*Exercise requirements:*
Nothing should appear in the answer except the lines from the one containing "# pin one point per instance of the carpet" through the end of the listing, repeated exactly.
☆ ☆ ☆
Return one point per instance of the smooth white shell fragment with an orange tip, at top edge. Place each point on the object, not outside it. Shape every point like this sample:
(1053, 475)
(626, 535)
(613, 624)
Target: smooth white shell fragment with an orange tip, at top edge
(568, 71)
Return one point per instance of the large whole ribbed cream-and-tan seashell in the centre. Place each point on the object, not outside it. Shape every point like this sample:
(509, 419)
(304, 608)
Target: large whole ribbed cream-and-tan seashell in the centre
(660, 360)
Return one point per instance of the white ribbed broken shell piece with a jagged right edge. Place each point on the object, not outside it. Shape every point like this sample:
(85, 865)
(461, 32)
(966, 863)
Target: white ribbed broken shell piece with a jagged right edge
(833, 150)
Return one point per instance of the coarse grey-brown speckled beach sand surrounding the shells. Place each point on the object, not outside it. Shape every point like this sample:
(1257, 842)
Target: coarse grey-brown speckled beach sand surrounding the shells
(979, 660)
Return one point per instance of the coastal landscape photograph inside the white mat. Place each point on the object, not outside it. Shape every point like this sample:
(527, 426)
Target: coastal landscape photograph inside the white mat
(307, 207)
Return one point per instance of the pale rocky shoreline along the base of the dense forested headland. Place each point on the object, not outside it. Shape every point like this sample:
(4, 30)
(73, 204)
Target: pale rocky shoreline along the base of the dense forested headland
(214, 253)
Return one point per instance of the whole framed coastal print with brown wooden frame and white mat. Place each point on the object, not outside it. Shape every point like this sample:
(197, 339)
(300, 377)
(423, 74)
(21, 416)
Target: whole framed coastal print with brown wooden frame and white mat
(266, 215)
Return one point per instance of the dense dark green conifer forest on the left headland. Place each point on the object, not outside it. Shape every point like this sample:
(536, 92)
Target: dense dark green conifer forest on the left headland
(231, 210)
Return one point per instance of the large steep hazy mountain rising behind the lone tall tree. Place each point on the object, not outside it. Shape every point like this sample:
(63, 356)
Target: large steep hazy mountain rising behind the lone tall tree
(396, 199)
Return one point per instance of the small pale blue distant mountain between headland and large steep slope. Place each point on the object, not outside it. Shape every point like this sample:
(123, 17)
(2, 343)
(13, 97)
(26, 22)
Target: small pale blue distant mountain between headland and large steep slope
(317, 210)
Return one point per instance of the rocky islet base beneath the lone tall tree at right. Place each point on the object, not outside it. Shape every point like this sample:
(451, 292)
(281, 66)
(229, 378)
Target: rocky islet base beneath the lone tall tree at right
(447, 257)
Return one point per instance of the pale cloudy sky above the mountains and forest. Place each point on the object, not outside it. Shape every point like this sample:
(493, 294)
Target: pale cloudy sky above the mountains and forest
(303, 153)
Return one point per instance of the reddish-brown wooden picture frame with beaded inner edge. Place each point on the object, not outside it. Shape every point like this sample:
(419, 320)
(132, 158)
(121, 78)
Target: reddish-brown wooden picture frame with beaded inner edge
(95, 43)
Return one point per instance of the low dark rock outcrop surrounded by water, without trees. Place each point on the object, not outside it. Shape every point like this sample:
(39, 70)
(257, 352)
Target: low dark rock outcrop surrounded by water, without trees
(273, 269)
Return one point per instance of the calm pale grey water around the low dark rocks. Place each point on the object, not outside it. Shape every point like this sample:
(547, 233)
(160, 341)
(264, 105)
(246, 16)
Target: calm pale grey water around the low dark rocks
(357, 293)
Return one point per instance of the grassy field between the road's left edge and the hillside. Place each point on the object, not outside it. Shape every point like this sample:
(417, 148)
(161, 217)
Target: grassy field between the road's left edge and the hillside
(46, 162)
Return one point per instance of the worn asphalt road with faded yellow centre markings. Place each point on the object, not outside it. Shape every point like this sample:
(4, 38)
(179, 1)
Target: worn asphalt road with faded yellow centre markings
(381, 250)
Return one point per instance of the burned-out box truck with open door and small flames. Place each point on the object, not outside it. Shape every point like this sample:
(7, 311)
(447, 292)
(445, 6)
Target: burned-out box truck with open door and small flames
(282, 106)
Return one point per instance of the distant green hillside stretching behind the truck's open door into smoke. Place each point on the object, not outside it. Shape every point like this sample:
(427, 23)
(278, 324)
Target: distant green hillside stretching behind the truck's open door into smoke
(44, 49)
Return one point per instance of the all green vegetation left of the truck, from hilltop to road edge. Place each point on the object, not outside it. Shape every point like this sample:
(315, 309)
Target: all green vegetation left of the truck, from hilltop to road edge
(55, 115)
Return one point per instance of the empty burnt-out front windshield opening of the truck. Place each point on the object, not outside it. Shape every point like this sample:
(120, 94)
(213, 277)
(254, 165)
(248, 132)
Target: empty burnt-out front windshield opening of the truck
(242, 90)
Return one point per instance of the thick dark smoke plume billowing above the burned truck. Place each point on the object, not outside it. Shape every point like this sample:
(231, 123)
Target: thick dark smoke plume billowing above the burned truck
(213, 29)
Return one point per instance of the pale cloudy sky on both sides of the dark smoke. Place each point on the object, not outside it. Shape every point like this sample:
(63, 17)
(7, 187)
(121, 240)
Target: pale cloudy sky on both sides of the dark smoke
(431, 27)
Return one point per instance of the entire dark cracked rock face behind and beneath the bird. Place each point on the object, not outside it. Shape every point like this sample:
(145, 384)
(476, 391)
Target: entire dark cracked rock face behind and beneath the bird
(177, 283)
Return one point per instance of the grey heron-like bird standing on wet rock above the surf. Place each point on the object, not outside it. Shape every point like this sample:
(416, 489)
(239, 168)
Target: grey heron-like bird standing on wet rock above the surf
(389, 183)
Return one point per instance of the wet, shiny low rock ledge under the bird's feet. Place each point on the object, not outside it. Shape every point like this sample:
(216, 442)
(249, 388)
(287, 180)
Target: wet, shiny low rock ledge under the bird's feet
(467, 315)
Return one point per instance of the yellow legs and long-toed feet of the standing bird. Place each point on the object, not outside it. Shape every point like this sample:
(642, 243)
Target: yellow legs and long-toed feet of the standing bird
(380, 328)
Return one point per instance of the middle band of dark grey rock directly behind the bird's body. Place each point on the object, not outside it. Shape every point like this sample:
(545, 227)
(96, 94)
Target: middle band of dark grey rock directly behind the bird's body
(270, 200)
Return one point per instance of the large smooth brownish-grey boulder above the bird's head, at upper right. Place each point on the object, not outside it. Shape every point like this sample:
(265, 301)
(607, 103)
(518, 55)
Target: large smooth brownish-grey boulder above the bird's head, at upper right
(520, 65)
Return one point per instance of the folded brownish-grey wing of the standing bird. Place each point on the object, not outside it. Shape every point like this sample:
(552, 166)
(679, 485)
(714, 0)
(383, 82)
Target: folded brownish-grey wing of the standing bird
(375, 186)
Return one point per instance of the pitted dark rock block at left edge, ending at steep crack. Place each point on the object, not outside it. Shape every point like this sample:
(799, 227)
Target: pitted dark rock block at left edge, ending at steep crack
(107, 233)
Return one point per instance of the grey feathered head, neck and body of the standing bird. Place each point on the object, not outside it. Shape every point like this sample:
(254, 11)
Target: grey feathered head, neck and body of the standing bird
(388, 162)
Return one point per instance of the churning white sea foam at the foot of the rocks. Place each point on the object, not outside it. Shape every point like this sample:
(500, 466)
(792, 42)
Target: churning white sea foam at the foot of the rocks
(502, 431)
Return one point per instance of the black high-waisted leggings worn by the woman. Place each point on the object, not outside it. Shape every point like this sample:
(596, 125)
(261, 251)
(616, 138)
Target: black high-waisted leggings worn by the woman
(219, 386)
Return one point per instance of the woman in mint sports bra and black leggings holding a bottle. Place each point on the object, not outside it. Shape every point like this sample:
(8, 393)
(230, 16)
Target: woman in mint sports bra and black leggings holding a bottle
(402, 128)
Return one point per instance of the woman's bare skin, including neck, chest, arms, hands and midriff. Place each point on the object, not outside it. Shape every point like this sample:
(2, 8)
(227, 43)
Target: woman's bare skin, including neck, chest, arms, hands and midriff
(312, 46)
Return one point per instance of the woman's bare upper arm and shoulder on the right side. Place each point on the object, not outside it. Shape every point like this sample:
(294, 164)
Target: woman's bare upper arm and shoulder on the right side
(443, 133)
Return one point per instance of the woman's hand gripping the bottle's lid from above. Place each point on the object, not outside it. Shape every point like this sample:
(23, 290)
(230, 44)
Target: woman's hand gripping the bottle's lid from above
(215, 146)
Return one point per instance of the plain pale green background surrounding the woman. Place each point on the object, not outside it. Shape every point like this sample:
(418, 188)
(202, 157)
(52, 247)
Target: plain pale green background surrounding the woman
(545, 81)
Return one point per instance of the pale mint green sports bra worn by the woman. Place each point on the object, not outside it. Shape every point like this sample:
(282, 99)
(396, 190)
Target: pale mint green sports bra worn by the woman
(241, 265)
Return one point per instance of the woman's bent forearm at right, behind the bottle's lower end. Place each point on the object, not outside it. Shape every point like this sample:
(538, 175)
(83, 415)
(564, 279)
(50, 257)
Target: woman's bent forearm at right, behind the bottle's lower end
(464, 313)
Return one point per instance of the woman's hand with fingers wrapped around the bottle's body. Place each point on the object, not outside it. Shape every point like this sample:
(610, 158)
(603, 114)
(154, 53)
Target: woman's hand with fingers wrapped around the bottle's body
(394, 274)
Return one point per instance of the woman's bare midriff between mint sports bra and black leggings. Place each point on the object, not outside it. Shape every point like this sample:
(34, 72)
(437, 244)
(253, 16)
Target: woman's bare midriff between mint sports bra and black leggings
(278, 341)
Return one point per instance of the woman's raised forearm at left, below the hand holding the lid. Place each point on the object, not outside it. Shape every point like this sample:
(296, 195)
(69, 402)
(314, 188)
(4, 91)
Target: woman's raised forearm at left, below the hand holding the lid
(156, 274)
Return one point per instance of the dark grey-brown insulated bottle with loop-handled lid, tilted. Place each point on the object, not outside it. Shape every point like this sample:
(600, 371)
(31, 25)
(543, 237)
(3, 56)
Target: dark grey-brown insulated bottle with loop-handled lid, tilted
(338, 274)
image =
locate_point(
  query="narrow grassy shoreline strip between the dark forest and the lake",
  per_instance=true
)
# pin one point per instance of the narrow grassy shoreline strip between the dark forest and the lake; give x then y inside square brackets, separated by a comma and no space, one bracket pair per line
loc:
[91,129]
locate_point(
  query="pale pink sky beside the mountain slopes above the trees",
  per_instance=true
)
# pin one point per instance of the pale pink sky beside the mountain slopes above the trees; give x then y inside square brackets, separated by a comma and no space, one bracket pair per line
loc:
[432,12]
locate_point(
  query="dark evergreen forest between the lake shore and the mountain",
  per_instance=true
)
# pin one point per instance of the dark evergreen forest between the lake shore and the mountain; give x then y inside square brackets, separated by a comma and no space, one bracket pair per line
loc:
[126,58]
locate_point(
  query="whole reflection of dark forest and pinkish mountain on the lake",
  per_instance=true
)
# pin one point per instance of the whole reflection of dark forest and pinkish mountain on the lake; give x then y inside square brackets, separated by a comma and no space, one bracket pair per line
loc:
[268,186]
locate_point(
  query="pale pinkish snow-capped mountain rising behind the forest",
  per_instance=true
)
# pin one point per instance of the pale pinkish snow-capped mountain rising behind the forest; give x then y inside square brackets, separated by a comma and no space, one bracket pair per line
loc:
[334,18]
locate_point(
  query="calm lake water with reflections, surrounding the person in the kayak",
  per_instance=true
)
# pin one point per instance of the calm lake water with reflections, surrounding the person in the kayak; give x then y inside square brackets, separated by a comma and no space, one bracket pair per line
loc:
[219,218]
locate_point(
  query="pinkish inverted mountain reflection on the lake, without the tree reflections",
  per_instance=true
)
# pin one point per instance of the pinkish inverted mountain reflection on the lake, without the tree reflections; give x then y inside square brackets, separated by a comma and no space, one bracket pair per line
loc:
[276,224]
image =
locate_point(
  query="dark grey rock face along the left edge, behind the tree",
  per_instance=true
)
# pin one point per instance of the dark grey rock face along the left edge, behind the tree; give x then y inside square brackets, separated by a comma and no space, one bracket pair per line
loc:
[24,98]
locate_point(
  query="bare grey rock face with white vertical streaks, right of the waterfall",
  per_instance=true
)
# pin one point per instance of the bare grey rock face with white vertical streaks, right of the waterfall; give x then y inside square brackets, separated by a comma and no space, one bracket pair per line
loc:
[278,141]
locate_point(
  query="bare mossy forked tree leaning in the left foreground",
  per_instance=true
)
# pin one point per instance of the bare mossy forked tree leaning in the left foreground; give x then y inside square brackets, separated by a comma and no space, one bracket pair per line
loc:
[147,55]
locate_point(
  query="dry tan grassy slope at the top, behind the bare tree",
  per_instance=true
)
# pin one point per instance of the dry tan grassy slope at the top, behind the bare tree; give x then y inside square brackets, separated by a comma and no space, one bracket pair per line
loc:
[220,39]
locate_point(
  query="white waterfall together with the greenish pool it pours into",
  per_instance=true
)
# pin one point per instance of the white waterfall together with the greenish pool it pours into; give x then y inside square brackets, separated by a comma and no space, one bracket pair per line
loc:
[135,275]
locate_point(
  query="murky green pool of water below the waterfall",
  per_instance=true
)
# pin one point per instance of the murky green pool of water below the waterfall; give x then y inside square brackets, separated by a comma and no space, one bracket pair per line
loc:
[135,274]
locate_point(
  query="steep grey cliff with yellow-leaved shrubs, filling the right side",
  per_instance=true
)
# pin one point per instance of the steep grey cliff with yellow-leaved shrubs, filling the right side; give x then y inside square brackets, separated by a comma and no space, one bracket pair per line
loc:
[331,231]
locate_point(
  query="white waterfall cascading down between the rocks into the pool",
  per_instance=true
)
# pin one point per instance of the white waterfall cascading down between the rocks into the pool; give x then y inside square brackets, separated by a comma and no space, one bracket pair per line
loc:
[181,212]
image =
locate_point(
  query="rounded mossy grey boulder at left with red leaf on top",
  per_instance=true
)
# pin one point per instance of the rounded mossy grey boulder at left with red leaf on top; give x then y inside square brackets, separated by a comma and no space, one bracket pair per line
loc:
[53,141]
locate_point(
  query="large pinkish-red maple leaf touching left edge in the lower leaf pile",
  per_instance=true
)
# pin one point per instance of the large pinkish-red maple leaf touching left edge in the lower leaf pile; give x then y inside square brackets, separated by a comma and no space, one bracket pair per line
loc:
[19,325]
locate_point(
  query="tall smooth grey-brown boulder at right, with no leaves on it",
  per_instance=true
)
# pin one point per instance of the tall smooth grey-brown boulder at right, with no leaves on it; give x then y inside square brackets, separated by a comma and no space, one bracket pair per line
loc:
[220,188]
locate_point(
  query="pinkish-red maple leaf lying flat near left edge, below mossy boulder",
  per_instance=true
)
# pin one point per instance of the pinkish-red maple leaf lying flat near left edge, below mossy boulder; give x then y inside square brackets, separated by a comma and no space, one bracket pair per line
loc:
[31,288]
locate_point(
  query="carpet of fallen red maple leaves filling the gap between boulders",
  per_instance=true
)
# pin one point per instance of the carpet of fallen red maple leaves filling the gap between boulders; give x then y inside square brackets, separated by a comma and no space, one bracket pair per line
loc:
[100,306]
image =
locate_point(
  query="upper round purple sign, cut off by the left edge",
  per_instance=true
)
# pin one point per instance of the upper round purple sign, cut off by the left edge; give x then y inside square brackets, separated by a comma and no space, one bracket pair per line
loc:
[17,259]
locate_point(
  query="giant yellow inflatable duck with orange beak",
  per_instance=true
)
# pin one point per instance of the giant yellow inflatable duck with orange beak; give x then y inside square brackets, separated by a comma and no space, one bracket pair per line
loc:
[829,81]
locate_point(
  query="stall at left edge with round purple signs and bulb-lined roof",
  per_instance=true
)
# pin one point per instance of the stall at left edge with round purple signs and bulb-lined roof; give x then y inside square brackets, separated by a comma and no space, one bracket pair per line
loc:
☆ ☆ ☆
*Solution to the exercise:*
# pin one point per instance of the carpet of fallen red maple leaves filling the gap between boulders; give x then y inside square brackets, separated by a comma and no space, one bracket pair per line
loc:
[100,306]
image =
locate_point(
  query="upper round purple sign, cut off by the left edge",
  per_instance=true
)
# pin one point per instance of the upper round purple sign, cut off by the left edge; give x then y inside square brackets, separated by a comma and no space, one bracket pair per line
loc:
[17,259]
locate_point(
  query="giant yellow inflatable duck with orange beak",
  per_instance=true
)
# pin one point per instance of the giant yellow inflatable duck with orange beak; give x then y inside square brackets, separated by a comma and no space, one bracket pair per line
loc:
[829,81]
locate_point(
  query="stall at left edge with round purple signs and bulb-lined roof",
  per_instance=true
)
# pin one point per instance of the stall at left edge with round purple signs and bulb-lined roof; give x then y inside square brackets, separated by a comma and no space, one bracket pair per line
loc:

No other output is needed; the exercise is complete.